Stored records:
-- Opening Marker --
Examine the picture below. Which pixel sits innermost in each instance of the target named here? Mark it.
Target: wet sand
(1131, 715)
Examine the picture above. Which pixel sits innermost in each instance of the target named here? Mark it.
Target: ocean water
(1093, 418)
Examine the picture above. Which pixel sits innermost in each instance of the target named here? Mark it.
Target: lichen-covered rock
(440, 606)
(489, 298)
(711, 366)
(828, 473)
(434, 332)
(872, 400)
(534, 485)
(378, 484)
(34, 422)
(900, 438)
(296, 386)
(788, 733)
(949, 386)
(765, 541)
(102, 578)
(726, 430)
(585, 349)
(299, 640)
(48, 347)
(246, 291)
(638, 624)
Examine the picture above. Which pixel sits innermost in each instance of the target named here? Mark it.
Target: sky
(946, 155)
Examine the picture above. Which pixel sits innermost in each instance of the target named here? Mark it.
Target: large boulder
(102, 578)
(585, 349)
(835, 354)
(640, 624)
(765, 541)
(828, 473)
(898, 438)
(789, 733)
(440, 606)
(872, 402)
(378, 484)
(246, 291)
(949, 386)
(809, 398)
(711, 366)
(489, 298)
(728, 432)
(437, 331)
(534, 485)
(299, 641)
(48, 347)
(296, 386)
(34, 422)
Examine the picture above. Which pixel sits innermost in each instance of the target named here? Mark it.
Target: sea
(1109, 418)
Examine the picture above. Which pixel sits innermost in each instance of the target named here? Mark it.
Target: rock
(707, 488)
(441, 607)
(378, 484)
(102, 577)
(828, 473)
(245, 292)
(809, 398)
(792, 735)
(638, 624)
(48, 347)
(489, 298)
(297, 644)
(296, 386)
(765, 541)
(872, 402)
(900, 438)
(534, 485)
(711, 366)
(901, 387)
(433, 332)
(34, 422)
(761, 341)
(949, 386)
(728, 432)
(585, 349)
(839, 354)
-- Closing Marker --
■ **TASK GOAL**:
Nothing in the entries should be left out; please reproduce them all exactly.

■ **EXPECTED OUTPUT**:
Examine the picture below. Which pixel sits innermost in each instance of the target named here? Mark it.
Target: wet sand
(1131, 715)
Examine the picture above. Which pixel sits innermost in each instance of the target named here? Mark it.
Target: ocean water
(1093, 418)
Examine the picture above. Which pixel sits innermost in each instance of the target named here? Mark it.
Target: lichen-covered rock
(440, 606)
(489, 298)
(711, 366)
(828, 473)
(434, 332)
(872, 400)
(534, 485)
(378, 484)
(34, 422)
(900, 438)
(296, 386)
(788, 733)
(949, 386)
(765, 541)
(102, 578)
(726, 430)
(585, 349)
(299, 640)
(48, 347)
(246, 291)
(638, 624)
Examine the picture above. Which pixel sits innermost in each instance of the target named here? Mark it.
Target: sky
(946, 155)
Examine the picture above. Which pixel sits innermost in each instance of the target named here? Mark it.
Target: large boulder
(102, 578)
(585, 349)
(835, 354)
(640, 624)
(765, 541)
(828, 473)
(898, 438)
(789, 733)
(440, 606)
(872, 402)
(378, 484)
(246, 291)
(949, 386)
(809, 398)
(711, 366)
(489, 298)
(728, 432)
(437, 331)
(534, 485)
(299, 641)
(48, 347)
(296, 386)
(34, 422)
Examine the picture above. Which pixel sits innermost in each instance of the target named here? Mark it.
Target: sea
(1109, 418)
Examine the picture above. Which pixel sits innermost in each instance of the target named here? Mark it.
Target: rock
(707, 488)
(441, 607)
(378, 484)
(102, 577)
(828, 473)
(245, 292)
(809, 398)
(792, 735)
(638, 624)
(48, 347)
(489, 298)
(297, 644)
(296, 386)
(765, 541)
(872, 402)
(900, 438)
(534, 485)
(711, 366)
(901, 387)
(433, 332)
(34, 422)
(761, 341)
(949, 386)
(728, 432)
(585, 349)
(839, 354)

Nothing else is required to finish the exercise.